→ **Short exercise**
Gather each line in the entries below that contains the word "hull".

→ **Raw records**
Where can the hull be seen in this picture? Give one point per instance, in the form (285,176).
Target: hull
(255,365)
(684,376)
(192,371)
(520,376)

→ **Answer to the task**
Where can the hull be seen in this picture? Give one point per instance, in the form (285,176).
Target: hull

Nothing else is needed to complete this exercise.